EXTRACTED INFORMATION:

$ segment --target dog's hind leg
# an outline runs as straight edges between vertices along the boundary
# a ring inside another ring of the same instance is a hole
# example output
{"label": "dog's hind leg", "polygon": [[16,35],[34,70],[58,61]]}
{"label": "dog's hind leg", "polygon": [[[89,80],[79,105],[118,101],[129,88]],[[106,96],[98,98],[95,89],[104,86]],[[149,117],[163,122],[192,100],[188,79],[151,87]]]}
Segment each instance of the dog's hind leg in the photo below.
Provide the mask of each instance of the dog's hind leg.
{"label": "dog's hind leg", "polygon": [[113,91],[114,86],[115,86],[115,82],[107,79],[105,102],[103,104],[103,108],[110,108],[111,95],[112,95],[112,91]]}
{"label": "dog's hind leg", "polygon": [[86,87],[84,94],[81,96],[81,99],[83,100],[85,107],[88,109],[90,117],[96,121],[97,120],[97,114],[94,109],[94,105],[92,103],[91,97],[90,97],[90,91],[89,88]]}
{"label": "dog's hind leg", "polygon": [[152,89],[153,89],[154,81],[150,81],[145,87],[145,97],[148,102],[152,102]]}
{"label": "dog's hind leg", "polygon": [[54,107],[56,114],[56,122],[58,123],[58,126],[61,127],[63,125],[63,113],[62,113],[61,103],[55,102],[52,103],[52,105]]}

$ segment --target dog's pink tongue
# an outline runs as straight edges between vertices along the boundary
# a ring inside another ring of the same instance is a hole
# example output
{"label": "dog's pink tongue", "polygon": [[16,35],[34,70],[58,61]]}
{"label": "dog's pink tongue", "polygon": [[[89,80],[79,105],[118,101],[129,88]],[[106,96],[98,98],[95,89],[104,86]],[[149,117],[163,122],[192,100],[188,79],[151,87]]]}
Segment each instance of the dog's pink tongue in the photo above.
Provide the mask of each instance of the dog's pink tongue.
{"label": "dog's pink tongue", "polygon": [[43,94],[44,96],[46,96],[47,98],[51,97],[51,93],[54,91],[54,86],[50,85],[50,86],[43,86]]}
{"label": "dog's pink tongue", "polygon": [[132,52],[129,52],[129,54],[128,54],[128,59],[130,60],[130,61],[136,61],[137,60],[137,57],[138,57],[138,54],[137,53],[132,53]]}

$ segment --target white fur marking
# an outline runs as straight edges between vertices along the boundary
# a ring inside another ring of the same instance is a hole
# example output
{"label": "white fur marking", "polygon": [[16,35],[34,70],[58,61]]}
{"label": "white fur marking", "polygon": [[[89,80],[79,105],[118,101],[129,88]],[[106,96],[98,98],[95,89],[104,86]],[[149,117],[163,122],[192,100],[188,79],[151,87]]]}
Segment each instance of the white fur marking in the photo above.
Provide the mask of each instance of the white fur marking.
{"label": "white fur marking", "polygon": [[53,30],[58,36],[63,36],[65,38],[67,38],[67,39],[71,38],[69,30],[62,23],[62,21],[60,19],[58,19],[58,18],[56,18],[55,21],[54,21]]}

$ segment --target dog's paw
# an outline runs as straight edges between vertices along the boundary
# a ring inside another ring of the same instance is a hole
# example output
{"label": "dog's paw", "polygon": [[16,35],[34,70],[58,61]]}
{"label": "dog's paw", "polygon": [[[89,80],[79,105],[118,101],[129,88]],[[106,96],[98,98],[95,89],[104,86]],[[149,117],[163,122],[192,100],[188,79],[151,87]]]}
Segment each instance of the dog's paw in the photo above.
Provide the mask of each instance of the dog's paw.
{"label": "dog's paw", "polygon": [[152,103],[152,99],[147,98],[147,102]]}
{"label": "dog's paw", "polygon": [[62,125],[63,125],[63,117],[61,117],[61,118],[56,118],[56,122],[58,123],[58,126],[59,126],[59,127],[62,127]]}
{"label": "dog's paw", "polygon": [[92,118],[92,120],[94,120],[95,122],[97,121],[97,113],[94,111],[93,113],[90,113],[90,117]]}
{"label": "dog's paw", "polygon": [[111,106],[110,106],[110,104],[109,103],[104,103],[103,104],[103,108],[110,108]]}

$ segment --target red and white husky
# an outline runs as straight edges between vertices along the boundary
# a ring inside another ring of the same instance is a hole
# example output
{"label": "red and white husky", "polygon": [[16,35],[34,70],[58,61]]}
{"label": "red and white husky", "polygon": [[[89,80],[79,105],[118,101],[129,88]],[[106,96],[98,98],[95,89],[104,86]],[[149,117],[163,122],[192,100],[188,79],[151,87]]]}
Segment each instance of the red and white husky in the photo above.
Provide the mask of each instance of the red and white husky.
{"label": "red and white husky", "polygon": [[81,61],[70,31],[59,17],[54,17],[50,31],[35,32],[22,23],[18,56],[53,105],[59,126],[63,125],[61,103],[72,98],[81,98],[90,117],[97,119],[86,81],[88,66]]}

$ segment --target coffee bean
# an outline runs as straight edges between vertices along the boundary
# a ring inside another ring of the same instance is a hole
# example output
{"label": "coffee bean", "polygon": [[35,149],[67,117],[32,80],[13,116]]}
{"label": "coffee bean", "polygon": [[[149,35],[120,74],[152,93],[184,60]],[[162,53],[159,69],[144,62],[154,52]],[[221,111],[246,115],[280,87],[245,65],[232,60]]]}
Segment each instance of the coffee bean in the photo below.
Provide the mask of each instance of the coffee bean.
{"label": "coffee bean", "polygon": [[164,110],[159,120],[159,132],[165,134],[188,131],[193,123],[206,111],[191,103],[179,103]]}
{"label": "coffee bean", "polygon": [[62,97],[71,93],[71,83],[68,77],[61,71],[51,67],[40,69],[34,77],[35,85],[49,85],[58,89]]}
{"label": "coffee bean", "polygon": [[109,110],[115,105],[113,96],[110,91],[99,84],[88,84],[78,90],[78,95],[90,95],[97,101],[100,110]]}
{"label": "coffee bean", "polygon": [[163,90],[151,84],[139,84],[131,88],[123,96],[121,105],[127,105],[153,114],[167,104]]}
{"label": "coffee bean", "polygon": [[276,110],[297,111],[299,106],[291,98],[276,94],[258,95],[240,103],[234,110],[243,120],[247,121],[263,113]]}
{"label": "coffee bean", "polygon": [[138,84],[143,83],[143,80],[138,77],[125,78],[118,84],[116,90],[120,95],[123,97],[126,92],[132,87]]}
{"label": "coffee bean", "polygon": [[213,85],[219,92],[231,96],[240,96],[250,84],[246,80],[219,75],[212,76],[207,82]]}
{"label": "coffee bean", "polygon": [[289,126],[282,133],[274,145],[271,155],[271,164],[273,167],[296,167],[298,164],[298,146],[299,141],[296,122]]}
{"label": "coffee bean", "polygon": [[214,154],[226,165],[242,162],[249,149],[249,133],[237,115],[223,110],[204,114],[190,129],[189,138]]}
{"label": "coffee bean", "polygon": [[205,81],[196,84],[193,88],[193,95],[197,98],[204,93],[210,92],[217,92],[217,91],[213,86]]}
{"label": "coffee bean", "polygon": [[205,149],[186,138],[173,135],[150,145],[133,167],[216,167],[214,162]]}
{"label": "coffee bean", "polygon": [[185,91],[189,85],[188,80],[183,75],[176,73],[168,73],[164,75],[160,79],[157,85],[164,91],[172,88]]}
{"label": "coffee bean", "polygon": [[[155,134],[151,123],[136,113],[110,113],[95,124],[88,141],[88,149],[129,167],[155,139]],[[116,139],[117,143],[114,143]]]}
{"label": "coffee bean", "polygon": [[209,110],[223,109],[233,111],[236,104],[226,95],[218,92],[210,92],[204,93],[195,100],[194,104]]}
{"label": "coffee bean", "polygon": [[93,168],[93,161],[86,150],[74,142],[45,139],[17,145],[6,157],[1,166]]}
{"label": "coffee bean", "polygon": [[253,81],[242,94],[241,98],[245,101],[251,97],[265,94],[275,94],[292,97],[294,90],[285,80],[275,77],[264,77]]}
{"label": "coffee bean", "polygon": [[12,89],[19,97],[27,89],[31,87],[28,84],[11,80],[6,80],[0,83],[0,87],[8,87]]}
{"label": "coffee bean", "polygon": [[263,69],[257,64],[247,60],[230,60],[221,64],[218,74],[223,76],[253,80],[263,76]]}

OBJECTIVE: Format everything from the line containing "--target dog's pink tongue" down to the line containing "Provide the mask of each instance of the dog's pink" as a JSON list of strings, one string per line and no blank lines. Include both of those lines.

WRITTEN REPLY:
[
  "$ segment --target dog's pink tongue",
  "# an outline runs as straight edges between vertices along the boundary",
  "# a ring inside another ring of the same instance is a hole",
  "# example output",
  "{\"label\": \"dog's pink tongue\", \"polygon\": [[16,35],[34,70],[58,61]]}",
  "{\"label\": \"dog's pink tongue\", \"polygon\": [[[89,80],[79,105],[118,101],[129,88]],[[106,96],[98,98],[95,89],[104,86]],[[149,117],[163,122],[192,100],[188,79],[151,87]]]}",
  "Segment each instance of the dog's pink tongue in the photo above.",
  "Provide the mask of each instance of the dog's pink tongue."
]